Job >> List every line of the material below that contains the word "orange", reproducing each line in full. Case counts.
— START OF Material for the task —
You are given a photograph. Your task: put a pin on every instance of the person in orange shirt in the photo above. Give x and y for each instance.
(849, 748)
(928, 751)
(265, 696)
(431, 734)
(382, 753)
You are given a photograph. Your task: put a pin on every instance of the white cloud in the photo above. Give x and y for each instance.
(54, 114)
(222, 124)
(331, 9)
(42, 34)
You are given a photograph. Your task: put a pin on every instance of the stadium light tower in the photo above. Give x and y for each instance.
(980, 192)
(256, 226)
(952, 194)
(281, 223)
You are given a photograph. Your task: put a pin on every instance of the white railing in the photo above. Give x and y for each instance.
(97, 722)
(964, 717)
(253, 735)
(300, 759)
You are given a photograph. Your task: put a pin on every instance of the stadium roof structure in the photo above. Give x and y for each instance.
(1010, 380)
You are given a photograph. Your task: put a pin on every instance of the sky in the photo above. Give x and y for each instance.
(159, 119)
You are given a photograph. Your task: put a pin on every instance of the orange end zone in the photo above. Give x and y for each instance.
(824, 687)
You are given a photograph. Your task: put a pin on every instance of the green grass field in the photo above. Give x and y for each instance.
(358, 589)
— END OF Material for the task —
— START OF Material for the task —
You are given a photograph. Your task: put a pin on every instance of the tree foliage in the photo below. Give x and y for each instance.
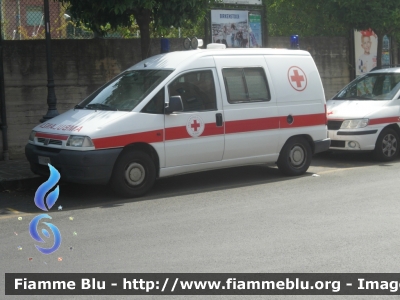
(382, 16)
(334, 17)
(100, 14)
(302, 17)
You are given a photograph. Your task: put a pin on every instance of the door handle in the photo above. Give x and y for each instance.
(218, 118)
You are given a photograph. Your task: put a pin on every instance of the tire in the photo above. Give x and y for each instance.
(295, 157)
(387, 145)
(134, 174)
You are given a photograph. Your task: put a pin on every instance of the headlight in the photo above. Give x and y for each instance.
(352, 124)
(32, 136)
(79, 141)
— END OF Material for the task —
Correct response >>
You are given a photograph. Your task: put a pin on every instance of the person in orange shirt in the photo above. Give x and y for each instance.
You are given a photograph. Your task: put a pin on every instance of the orange end zone in the photo above. Give x and y for each instance.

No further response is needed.